**SUPPLIED DATA**
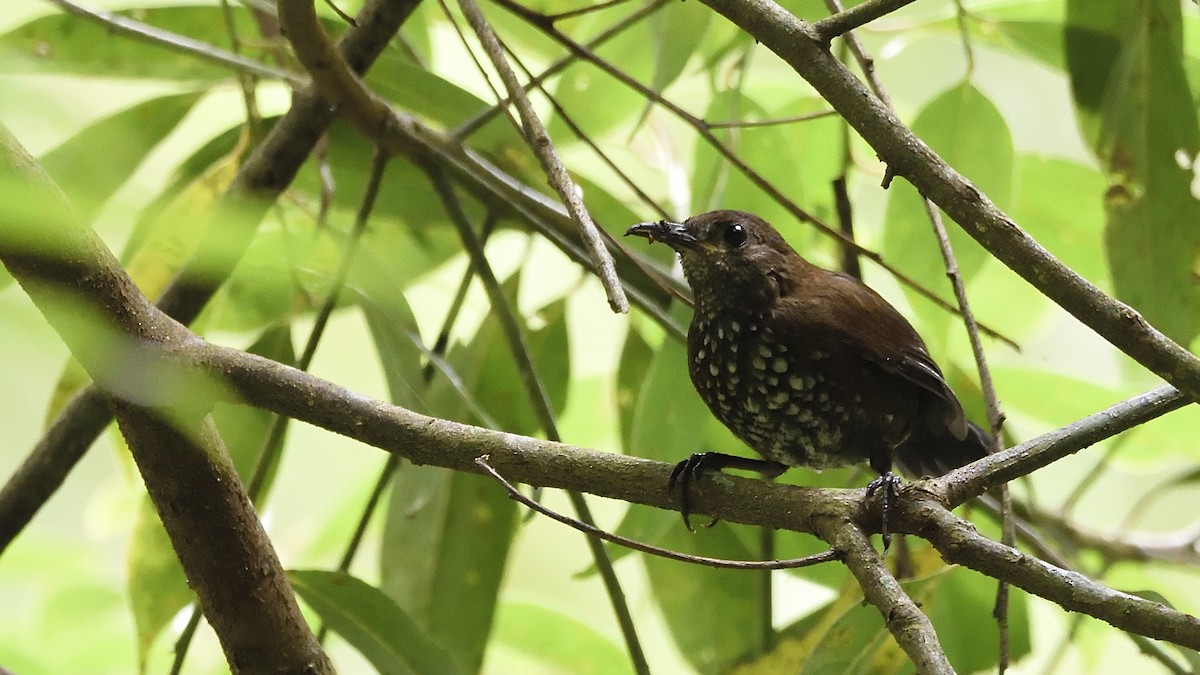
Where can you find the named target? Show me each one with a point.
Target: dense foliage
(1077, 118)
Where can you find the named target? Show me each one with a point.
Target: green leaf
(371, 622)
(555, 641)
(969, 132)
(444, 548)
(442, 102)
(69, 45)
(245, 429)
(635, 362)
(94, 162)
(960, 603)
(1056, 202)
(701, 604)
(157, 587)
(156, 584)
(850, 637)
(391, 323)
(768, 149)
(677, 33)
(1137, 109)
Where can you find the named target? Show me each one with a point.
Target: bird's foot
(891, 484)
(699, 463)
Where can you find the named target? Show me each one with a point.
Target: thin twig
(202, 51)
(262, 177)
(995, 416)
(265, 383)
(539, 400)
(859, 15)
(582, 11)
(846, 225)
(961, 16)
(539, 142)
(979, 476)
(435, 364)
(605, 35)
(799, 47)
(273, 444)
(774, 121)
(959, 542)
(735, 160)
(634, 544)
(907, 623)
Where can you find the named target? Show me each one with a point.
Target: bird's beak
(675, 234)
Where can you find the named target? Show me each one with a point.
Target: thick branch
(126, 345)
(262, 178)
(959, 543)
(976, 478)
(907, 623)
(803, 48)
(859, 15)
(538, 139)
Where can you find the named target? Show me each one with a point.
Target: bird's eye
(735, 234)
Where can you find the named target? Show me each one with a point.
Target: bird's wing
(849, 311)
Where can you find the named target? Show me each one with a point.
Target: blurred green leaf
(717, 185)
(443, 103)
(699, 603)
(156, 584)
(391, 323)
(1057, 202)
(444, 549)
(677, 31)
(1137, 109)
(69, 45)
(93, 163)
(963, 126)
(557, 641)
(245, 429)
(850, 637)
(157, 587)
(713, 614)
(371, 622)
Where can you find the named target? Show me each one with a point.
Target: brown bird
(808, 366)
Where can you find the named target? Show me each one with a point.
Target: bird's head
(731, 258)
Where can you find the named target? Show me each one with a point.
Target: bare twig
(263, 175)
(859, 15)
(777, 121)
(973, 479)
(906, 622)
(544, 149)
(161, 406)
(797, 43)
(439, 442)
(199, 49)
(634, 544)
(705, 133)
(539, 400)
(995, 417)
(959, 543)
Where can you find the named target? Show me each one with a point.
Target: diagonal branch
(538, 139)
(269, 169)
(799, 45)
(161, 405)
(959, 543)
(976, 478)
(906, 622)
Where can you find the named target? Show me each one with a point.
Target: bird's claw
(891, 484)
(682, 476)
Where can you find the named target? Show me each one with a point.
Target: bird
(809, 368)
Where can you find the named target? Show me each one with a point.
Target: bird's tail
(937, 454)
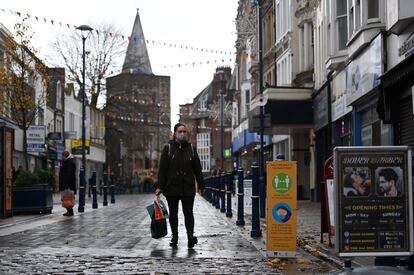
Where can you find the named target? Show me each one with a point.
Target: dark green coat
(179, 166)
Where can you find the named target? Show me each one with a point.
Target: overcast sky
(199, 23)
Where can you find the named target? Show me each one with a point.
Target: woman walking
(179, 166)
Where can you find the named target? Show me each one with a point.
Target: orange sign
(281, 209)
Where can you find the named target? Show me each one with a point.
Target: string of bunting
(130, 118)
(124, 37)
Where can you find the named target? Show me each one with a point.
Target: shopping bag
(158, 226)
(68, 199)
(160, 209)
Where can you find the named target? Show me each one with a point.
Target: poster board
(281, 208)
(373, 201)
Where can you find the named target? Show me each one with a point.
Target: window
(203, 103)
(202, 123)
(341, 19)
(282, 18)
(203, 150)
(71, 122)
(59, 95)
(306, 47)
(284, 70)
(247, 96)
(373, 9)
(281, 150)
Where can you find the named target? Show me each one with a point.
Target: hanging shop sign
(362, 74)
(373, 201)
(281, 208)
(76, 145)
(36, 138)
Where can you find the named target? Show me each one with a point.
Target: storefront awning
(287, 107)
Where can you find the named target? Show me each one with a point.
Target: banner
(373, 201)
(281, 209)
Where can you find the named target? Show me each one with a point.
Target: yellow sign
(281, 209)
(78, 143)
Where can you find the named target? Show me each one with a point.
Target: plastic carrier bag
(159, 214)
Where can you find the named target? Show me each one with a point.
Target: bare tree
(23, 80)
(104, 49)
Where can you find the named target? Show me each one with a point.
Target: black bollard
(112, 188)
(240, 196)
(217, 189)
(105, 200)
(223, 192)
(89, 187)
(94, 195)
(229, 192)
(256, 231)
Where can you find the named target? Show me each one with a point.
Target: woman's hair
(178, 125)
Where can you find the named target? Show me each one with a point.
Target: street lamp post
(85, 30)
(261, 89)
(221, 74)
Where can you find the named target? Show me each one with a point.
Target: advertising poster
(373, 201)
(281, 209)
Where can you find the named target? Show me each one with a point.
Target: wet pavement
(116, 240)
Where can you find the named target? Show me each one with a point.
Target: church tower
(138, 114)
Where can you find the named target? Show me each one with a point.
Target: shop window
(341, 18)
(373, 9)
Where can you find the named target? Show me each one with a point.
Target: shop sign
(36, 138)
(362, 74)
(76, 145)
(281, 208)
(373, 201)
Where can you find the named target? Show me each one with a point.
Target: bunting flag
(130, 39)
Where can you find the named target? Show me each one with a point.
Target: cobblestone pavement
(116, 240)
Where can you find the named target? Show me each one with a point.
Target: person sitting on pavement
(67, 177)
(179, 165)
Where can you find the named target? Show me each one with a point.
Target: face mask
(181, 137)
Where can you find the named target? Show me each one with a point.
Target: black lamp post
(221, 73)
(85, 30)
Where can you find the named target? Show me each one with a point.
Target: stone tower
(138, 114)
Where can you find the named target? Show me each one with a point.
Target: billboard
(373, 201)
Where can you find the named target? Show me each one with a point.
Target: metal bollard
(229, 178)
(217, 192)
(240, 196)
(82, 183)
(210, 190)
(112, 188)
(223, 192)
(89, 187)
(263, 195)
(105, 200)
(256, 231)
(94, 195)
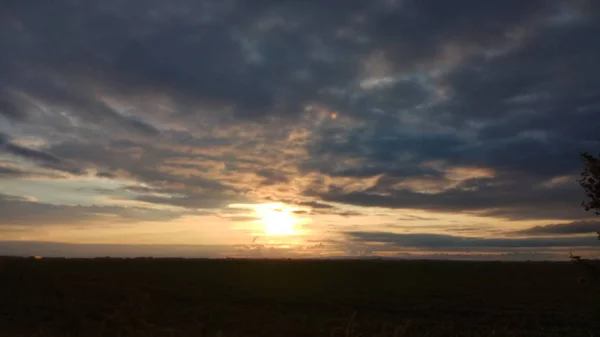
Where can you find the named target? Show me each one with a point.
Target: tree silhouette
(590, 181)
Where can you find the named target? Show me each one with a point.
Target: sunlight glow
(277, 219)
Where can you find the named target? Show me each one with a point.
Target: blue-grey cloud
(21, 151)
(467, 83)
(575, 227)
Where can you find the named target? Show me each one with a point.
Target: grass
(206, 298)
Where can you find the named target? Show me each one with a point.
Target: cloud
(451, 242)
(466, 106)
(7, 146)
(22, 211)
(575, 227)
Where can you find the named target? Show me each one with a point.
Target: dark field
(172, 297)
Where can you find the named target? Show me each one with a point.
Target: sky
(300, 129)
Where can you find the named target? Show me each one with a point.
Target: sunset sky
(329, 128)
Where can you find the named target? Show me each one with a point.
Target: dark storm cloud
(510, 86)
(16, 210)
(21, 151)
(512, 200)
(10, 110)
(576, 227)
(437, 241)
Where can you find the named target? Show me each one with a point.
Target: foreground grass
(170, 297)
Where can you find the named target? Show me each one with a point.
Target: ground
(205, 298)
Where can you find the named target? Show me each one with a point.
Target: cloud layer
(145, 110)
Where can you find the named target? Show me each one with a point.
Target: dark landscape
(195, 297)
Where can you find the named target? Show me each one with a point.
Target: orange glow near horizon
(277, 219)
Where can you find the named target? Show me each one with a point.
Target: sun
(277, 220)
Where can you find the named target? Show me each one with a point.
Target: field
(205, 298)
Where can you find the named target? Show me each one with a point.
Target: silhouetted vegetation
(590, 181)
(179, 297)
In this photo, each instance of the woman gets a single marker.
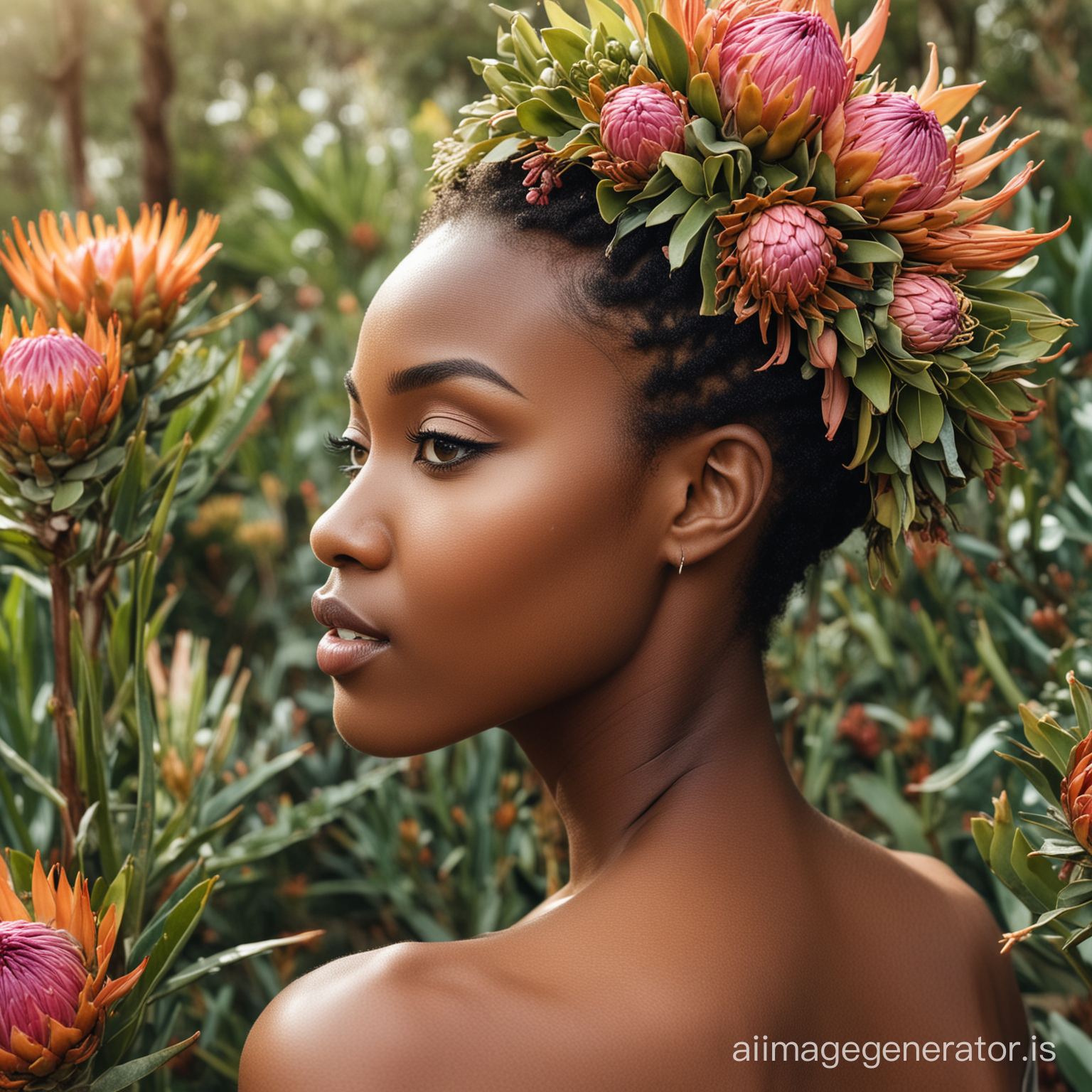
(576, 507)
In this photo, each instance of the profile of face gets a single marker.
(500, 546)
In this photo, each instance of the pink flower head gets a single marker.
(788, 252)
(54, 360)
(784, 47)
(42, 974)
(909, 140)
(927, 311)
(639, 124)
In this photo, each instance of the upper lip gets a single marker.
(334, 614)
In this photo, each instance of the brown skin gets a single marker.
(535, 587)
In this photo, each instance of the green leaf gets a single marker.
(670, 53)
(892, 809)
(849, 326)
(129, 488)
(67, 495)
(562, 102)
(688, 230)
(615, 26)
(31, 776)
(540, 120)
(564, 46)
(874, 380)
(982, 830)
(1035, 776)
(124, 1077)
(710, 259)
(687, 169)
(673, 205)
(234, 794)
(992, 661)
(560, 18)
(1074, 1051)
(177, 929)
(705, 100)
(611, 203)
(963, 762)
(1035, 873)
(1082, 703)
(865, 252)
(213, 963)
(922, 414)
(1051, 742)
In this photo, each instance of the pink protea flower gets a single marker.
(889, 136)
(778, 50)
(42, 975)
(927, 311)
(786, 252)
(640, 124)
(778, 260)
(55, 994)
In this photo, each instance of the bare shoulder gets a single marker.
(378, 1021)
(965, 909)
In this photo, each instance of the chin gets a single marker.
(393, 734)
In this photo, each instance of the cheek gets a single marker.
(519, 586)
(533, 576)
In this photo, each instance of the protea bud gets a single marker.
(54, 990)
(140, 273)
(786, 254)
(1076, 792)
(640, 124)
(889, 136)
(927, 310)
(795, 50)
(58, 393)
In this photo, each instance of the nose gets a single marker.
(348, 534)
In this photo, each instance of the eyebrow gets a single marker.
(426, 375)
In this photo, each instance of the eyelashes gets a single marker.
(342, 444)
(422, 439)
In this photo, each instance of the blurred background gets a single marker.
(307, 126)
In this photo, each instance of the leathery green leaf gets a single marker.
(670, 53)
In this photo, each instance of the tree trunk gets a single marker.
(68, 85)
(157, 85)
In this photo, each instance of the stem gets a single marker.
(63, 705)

**EXERCISE INSTRUCTIONS**
An exact copy is needed of the lines from the one containing "In this photo, each instance of the brown" through the end of the records.

**TASK RESPONSE**
In this photo, each instance of the brown skin gets a single marker.
(535, 587)
In this photo, each instance of the green leaf gets a single marker.
(670, 53)
(892, 809)
(849, 326)
(129, 488)
(67, 495)
(562, 102)
(688, 230)
(615, 26)
(31, 776)
(540, 120)
(564, 46)
(874, 380)
(982, 830)
(1035, 776)
(124, 1077)
(710, 259)
(687, 169)
(673, 205)
(234, 794)
(992, 661)
(560, 18)
(1074, 1051)
(177, 929)
(705, 100)
(611, 203)
(963, 762)
(1035, 873)
(1082, 703)
(865, 252)
(213, 963)
(922, 414)
(1051, 742)
In this photo, each instance of the pink protea flower gets a single marker.
(889, 136)
(778, 50)
(42, 975)
(927, 311)
(786, 252)
(640, 124)
(778, 260)
(55, 994)
In this photo, each instance of the bare shoulder gets a single marker.
(378, 1021)
(965, 909)
In this photo, each instance of the chin gets a single marker.
(393, 734)
In this photo, each instance of the cheek gets a single marker.
(519, 586)
(533, 576)
In this photo, each instance of the protea bud gets a single marker.
(54, 990)
(140, 273)
(786, 254)
(1076, 792)
(640, 124)
(889, 136)
(927, 310)
(795, 50)
(58, 393)
In this photo, each instance of the nose gets a single marker.
(348, 534)
In this photo, each instance of the eyebrow gets a single marker.
(426, 375)
In this photo, each instance of the eyelashes gets a single marker.
(342, 444)
(422, 439)
In this photo, each instance of the blurred background gets a single marker.
(307, 126)
In this photo, each instance of the leathery green leaf gets a single marker.
(670, 53)
In this photo, each instance of the tree trunk gets a single marker.
(68, 85)
(157, 85)
In this photo, each instance of the stem gets a single marker.
(63, 705)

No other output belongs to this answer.